Selected extract ::
Caring for a loved one being treated for a brain tumor is a major responsibility. In addition to struggling with routine work, personal, and family concerns, caregivers take responsibility for a wide range of new time consuming tasks and health concerns.
Even though there are many rewarding experiences and joyful moments in giving care to a loved one, caregivers are likely to experience enormous stress from the responsibilities they bear. You may find it useful to hear from other caregivers who struggle daily with the same kinds of problems you face. We asked, "What advice would you give to other families in your situation?" Here is a summary of some practical advice they offered.
Learn about brain tumors and treatments. Acquiring information will ease your fears and prepare you to make important decisions.
Identify who has the primary caregiver role in the family. It is important to identify the point person in the family when it comes to communicating about your loved one’s care. A clear communication path between the patient, the family, and the health care team reduces confusion and frustration.

Using the information ::
**A)** According to the caregiving advice, why should a family identify who has the primary caregiver role? Answer in one to three sentences.
**B)** Could you continue the caregiving advice on brain tumors from its last sentence?
The records have nothing to do with the caregiving advice.

Material provided ::
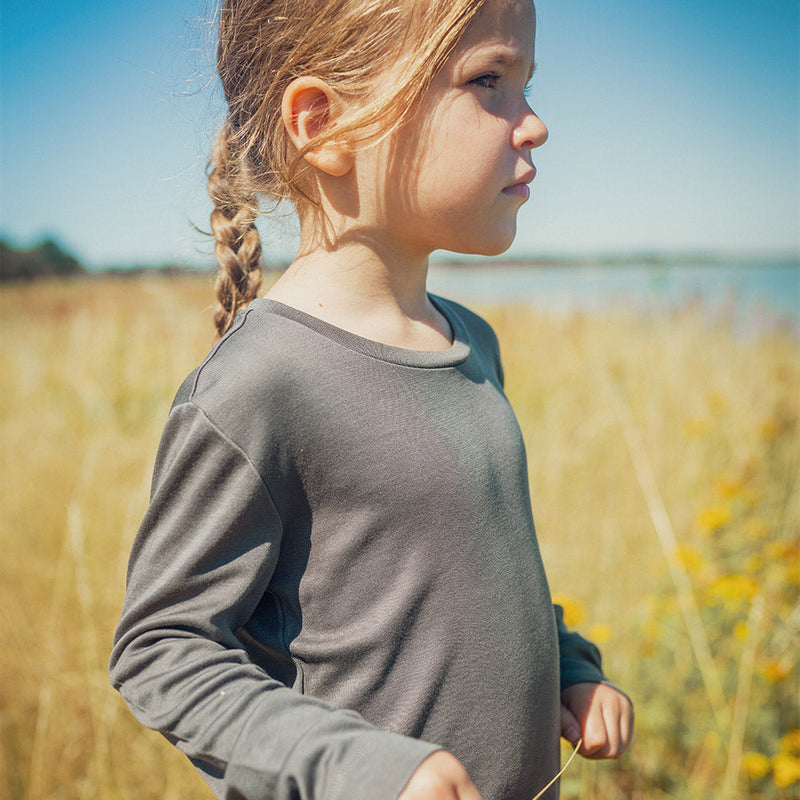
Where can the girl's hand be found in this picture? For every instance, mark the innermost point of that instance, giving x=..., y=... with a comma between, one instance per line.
x=600, y=714
x=440, y=776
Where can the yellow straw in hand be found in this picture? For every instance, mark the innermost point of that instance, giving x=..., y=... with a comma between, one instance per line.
x=563, y=769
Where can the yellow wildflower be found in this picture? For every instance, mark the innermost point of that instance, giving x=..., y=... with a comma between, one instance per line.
x=717, y=401
x=690, y=558
x=714, y=518
x=756, y=765
x=785, y=769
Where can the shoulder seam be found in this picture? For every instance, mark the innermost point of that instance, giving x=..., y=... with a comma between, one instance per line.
x=224, y=436
x=238, y=323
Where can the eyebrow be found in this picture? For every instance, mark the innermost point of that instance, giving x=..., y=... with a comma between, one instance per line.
x=507, y=57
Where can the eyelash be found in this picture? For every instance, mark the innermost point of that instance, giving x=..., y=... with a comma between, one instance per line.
x=488, y=80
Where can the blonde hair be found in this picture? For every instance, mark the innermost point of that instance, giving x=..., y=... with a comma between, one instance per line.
x=350, y=44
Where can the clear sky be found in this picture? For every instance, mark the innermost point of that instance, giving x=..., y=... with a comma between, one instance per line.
x=674, y=125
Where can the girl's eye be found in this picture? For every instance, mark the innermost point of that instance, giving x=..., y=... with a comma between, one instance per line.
x=487, y=81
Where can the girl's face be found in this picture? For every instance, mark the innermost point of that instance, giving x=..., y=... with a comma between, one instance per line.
x=455, y=177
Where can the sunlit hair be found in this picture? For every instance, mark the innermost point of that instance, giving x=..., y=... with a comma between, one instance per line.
x=353, y=45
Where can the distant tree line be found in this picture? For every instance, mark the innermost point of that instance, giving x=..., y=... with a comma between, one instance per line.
x=46, y=259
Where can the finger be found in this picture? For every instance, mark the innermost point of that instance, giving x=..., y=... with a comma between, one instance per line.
x=595, y=735
x=570, y=727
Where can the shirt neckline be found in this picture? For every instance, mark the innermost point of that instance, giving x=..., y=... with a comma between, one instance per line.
x=456, y=354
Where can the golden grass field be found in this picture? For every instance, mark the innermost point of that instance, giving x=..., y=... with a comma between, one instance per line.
x=664, y=459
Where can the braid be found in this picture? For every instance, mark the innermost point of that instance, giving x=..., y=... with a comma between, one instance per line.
x=238, y=247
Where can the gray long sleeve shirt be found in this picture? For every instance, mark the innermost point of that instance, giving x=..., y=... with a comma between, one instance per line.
x=338, y=571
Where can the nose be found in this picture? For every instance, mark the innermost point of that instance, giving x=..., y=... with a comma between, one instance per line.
x=530, y=131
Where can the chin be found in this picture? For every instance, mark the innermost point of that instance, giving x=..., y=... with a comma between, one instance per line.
x=489, y=246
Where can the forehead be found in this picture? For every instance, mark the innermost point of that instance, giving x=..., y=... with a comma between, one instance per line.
x=509, y=24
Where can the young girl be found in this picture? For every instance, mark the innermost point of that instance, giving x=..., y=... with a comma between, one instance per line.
x=336, y=591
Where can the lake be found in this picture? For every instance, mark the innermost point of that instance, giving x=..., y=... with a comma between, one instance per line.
x=753, y=295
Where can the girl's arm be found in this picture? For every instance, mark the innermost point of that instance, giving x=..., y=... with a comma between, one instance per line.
x=201, y=562
x=592, y=708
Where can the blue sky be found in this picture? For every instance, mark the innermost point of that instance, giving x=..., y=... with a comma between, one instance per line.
x=674, y=125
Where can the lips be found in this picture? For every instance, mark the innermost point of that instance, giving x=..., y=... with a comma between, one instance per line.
x=520, y=188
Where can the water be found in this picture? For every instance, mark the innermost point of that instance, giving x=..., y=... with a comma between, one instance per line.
x=753, y=296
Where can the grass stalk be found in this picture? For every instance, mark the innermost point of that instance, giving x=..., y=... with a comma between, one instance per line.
x=646, y=478
x=742, y=701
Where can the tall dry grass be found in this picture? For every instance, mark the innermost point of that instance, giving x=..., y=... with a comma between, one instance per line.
x=664, y=465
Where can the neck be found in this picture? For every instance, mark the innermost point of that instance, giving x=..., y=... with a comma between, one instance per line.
x=367, y=287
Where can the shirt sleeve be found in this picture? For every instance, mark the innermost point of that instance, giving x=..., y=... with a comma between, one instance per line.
x=200, y=563
x=580, y=660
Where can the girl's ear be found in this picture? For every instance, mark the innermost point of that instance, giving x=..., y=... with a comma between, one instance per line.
x=308, y=107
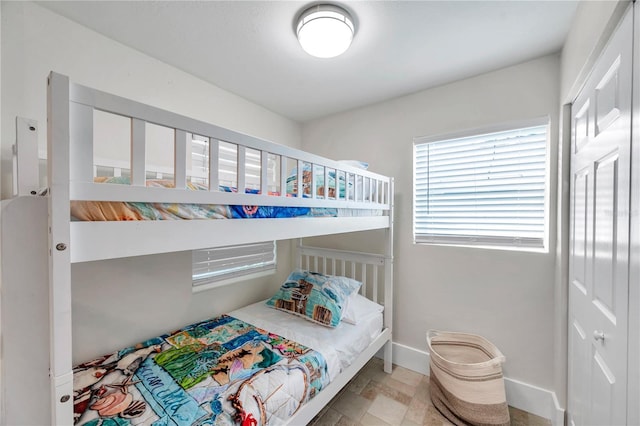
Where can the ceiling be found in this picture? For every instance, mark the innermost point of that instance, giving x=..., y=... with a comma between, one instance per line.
x=249, y=47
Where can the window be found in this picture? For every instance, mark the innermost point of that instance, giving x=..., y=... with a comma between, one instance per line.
x=486, y=189
x=217, y=266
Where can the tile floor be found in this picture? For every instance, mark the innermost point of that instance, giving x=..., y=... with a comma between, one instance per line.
x=374, y=398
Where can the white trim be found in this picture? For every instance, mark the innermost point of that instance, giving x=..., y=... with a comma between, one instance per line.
x=520, y=395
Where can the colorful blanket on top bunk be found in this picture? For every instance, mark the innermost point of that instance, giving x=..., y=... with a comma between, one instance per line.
x=222, y=371
x=117, y=211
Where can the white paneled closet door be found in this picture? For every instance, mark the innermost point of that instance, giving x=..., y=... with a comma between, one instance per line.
x=600, y=220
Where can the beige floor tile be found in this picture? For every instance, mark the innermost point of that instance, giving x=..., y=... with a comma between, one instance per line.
x=433, y=417
x=401, y=398
x=422, y=390
x=358, y=383
x=329, y=418
x=346, y=421
x=370, y=420
x=400, y=386
x=522, y=418
x=387, y=409
x=407, y=376
x=351, y=405
x=416, y=412
x=373, y=389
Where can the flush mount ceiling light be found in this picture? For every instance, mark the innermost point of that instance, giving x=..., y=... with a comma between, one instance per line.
x=325, y=30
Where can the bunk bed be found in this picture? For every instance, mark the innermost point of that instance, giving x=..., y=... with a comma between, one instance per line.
x=348, y=199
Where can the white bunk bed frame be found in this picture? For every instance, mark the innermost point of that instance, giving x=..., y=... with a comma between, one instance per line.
x=70, y=109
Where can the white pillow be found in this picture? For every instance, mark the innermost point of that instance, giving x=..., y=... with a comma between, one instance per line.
x=359, y=307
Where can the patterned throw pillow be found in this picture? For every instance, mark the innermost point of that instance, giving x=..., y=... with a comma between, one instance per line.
x=317, y=297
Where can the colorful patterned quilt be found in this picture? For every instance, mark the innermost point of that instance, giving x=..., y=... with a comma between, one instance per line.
x=222, y=371
x=117, y=211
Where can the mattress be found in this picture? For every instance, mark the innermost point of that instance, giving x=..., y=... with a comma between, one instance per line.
x=121, y=211
x=340, y=345
x=239, y=367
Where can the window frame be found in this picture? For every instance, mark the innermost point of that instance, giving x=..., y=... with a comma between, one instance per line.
x=240, y=273
x=487, y=242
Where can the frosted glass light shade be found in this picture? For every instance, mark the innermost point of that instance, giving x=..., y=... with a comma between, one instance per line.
x=325, y=31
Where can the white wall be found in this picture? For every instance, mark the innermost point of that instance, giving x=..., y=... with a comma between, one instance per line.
x=111, y=298
x=36, y=41
x=506, y=296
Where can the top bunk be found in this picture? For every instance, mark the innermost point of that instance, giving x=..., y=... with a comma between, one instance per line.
x=128, y=179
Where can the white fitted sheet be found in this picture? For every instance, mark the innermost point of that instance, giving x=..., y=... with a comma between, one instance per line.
x=340, y=345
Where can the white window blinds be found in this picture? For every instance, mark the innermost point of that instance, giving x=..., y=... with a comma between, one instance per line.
x=487, y=189
x=220, y=264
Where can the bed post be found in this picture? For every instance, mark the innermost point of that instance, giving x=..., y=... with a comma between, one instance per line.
x=298, y=263
x=60, y=368
x=388, y=280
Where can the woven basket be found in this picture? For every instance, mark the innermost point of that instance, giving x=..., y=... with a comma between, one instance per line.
x=466, y=380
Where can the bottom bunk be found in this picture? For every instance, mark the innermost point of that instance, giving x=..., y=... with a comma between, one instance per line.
x=253, y=366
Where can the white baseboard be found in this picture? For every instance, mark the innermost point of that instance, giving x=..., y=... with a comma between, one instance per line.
x=520, y=395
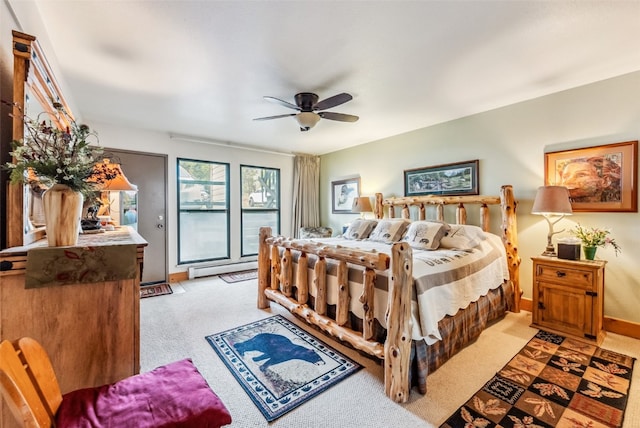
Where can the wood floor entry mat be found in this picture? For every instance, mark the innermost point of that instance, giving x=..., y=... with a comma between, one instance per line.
x=155, y=290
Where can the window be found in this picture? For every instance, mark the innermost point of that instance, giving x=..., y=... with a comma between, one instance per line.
x=260, y=204
x=203, y=214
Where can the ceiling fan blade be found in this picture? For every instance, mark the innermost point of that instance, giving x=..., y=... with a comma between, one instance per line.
x=333, y=101
x=338, y=116
x=275, y=117
x=282, y=102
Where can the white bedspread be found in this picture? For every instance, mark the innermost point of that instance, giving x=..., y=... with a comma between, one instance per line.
x=445, y=281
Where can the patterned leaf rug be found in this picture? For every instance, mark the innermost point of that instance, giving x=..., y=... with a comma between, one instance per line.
x=279, y=365
x=552, y=382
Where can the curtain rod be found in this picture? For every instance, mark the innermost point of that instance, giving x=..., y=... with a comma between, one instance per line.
x=227, y=144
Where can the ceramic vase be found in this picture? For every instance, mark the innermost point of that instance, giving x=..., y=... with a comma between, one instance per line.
x=590, y=252
x=62, y=212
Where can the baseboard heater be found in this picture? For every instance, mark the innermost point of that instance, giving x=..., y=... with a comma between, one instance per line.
x=200, y=271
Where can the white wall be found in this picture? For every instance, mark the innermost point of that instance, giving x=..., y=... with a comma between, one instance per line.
x=510, y=143
x=118, y=137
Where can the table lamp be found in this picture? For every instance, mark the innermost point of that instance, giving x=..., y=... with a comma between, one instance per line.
x=551, y=202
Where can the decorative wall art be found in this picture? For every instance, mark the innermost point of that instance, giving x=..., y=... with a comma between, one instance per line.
x=459, y=178
x=342, y=194
x=600, y=178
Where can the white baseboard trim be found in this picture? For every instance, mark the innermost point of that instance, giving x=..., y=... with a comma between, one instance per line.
x=200, y=271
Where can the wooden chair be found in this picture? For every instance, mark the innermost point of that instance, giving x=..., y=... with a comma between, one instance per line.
x=175, y=394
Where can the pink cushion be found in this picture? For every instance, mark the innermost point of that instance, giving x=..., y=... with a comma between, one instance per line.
x=174, y=395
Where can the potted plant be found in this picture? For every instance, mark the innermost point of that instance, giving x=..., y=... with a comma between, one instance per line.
x=592, y=238
x=64, y=161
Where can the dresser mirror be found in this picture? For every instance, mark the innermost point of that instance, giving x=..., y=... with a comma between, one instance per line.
x=34, y=93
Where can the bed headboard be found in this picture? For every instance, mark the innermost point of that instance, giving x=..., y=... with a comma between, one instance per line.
x=508, y=228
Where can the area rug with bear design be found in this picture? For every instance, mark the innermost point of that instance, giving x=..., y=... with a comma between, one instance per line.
x=554, y=381
x=279, y=365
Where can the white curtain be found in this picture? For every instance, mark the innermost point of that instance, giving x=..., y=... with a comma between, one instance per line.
x=306, y=192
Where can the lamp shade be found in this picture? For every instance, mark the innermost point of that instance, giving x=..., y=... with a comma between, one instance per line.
x=113, y=179
x=552, y=200
x=361, y=204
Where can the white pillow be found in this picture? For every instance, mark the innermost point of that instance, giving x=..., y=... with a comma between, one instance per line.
x=359, y=229
x=463, y=237
x=389, y=230
x=426, y=235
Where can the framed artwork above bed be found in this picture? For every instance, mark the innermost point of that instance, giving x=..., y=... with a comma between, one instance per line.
x=342, y=194
x=450, y=179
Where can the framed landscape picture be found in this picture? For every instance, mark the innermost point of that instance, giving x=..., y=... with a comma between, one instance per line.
x=601, y=178
x=451, y=179
x=342, y=194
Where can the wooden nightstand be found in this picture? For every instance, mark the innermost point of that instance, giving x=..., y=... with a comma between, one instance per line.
x=568, y=297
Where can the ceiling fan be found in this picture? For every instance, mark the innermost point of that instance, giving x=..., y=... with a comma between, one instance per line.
x=309, y=108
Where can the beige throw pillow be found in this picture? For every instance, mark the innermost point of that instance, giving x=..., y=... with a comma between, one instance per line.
x=426, y=235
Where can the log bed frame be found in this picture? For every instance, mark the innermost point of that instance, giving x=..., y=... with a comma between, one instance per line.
x=276, y=280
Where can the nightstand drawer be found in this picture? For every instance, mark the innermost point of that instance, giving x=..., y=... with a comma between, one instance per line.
x=575, y=277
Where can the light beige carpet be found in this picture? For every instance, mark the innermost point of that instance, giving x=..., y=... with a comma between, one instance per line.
x=175, y=326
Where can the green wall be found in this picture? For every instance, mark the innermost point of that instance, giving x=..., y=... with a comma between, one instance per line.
x=510, y=143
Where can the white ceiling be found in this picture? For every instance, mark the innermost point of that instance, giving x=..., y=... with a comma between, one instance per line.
x=201, y=68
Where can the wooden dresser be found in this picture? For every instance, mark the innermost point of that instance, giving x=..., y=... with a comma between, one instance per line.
x=568, y=297
x=91, y=330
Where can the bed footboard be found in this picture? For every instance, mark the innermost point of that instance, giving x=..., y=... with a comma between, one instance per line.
x=277, y=281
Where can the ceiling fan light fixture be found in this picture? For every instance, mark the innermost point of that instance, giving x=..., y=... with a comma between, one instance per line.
x=307, y=119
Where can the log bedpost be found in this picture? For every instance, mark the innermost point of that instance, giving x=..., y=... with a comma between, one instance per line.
x=510, y=240
x=422, y=212
x=263, y=267
x=397, y=348
x=286, y=274
x=320, y=279
x=461, y=214
x=367, y=299
x=275, y=268
x=342, y=308
x=484, y=217
x=302, y=272
x=379, y=207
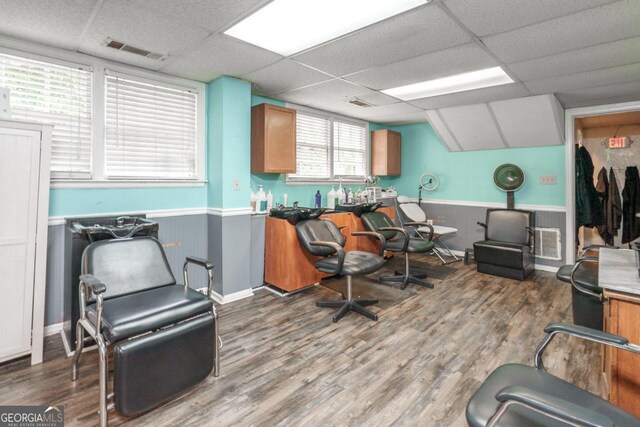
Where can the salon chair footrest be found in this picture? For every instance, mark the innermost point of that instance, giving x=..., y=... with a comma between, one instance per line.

Numbered responses ::
**A)** The primary caregiver serves as the family's point person for communicating about the loved one's care. A clear communication path between the patient, the family, and the health care team reduces confusion and frustration.

**B)**
Develop a plan for managing crises. Create an emergency phone list of numbers, including doctors, nurses, pharmacist, family members, neighbors and friends. Include information about insurance, social security, living will/power of attorney. Arrange for emergency child care and discuss the plan with young children in the home.
Recognize that feelings of frustration and anger are normal. There is no reason to feel guilty about these emotions. You have the right to get angry, feel sad, and express difficult feelings occasionally. "Talking about it with a friend I trust or with my counselor is what has helped the most. I get to empty out all the anger and resentment. Once I’ve done that, I can feel the love rushing forward again; I’m ready and energized."
Find and use resources that can relieve some of the burden. The number of resources for persons with brain tumors, their families and caregivers is growing. Your social worker or another staff member of The Brain Tumor Family Support Center at Duke is a good place to start when identifying potential resources. See page 2 for other sources of information.
Take care of your own needs for rest, food, enjoyment, and relaxation. The more you take care of your own needs, the better you will be able to help the person you love. "A bubble bath and a good, deep belly laugh—that’s what helps me cope best!"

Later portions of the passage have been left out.